**PAGE EXTRACT:**
* Begin *

The 720 is twelve hours expressed in minutes; 4·λ is the longitude correction (four minutes per degree east, since the Earth turns 15° per hour); E is the equation of time in minutes at that day's noon; and 60·Z converts the location's UTC offset back to local clock time. Sunrise and sunset are then computed as offsets from solar noon, so the equation of time propagates into them as well. At a given location, the gap between local clock noon and sunrise (or sunset) varies through the year by the same amount the equation of time varies — typically minutes, occasionally tens of minutes.⁵

The equation of time is also the resolution of a small puzzle that catches most readers off guard: at mid-northern latitudes, the earliest sunset of the year does not fall on the December solstice when day length is shortest. It typically falls a week or two earlier; the latest sunrise falls a week or two after the solstice. The asymmetry is the equation of time at work — its curve is sliding rapidly through its early-November maximum during late autumn, which lifts the entire daily clock pattern earlier and shifts the earliest sunset away from the actual solstice. The southern hemisphere sees the analogous offset around the June solstice. The sunrise & sunset calculator shows the effect for any specific location.

Mean solar time replaced apparent solar time as the basis for civil clocks gradually through the 18th and 19th centuries. Maskelyne's Nautical Almanac of 1767 was the first widely used reference to publish daily equation-of-time values; mean time "did not supplant apparent time in national almanacs and ephemerides until the early 19th century."³ Until that transition, public clocks were periodically reset against the local sundial; afterwards, the sundial was reset against the clock, with the equation of time as the bridge.

What is the analemma?

* End *

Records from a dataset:
* Begin *

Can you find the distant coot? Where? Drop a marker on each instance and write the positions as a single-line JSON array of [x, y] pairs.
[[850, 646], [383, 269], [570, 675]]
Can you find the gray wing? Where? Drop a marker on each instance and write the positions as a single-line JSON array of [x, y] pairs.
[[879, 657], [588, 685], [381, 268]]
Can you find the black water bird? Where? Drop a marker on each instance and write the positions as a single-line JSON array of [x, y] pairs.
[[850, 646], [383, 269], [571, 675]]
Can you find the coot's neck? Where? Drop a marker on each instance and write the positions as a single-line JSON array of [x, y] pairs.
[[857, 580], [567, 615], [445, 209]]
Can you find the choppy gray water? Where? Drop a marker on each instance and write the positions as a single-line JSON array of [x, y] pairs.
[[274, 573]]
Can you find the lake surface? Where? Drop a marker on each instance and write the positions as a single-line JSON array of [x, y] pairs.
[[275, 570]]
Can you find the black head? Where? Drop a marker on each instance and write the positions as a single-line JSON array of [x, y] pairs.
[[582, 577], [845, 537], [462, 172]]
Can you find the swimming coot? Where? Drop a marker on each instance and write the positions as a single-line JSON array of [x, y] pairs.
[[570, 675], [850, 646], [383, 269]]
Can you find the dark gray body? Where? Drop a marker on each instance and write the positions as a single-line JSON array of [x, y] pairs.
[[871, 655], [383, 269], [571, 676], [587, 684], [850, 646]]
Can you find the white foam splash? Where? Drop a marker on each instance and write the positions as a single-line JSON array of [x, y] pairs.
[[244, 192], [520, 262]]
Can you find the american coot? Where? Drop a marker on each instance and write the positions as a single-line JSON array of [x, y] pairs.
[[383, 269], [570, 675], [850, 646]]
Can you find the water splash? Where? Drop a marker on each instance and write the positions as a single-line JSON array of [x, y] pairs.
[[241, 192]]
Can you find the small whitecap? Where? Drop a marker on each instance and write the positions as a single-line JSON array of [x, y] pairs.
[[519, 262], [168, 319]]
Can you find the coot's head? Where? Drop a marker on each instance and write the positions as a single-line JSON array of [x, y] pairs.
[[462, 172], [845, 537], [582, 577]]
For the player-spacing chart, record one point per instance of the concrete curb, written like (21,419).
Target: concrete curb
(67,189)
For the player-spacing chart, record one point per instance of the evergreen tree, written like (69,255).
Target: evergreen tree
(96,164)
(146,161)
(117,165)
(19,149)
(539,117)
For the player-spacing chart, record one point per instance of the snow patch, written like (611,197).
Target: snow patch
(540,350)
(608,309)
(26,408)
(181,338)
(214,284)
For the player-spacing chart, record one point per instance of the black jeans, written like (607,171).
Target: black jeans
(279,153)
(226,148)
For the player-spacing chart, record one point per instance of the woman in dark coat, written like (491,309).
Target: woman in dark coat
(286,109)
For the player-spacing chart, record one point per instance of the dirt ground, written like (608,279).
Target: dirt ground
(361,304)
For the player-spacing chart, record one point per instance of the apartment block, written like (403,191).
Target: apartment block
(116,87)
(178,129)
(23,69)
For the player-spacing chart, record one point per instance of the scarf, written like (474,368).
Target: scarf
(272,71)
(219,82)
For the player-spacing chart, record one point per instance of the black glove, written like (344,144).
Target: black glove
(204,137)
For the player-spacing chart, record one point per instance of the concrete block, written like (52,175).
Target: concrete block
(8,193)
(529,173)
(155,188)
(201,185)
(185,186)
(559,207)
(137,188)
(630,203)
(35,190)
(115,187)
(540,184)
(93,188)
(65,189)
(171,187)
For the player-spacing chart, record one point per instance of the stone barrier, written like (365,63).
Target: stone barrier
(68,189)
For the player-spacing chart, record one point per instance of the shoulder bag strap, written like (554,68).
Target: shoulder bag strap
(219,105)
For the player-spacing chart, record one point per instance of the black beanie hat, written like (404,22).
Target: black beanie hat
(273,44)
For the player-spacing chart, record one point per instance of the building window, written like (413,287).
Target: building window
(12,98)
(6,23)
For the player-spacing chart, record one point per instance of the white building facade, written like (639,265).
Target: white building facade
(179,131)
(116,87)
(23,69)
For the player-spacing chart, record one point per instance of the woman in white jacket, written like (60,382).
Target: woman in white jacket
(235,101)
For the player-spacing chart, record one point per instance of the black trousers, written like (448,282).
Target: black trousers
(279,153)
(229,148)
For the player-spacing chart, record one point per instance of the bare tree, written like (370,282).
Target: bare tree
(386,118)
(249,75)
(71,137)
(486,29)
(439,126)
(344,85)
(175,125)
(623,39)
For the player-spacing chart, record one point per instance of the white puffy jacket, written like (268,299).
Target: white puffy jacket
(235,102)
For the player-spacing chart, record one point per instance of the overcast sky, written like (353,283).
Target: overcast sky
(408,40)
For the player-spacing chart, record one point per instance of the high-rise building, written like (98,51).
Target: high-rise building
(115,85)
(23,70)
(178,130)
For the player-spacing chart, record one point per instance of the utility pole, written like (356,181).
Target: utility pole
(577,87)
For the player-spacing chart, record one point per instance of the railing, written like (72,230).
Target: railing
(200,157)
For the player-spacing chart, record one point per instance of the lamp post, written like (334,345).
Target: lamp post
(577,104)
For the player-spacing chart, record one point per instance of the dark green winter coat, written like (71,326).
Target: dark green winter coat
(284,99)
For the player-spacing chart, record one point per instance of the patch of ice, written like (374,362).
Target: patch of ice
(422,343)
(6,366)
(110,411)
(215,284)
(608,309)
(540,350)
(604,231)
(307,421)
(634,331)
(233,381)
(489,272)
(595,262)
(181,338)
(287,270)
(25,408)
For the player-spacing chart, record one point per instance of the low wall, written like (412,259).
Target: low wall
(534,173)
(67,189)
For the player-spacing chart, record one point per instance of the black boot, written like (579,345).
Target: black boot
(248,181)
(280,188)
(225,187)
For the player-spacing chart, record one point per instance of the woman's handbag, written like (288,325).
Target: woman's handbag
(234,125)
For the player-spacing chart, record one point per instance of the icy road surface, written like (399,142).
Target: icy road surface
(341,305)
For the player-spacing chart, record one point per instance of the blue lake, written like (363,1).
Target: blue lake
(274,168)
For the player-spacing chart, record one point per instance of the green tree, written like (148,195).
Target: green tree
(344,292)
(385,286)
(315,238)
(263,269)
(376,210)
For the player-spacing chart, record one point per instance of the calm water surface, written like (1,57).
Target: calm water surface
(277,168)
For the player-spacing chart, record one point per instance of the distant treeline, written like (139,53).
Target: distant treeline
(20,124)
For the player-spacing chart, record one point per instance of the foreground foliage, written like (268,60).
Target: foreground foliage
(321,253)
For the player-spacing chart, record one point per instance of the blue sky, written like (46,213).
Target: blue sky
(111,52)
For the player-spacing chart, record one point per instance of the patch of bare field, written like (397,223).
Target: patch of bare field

* End *

**WHAT YOU SHOULD DO:**
Write out the part of the passage on the equation of time starting with "The equation of time is" and going on through "any specific location.", and swap "solstice" for "solar standstill" each time it appears. This data comes from a different source than the passage.

**CORRECT RESPONSE:**
The equation of time is also the resolution of a small puzzle that catches most readers off guard: at mid-northern latitudes, the earliest sunset of the year does not fall on the December solar standstill when day length is shortest. It typically falls a week or two earlier; the latest sunrise falls a week or two after the solar standstill. The asymmetry is the equation of time at work — its curve is sliding rapidly through its early-November maximum during late autumn, which lifts the entire daily clock pattern earlier and shifts the earliest sunset away from the actual solar standstill. The southern hemisphere sees the analogous offset around the June solar standstill. The sunrise & sunset calculator shows the effect for any specific location.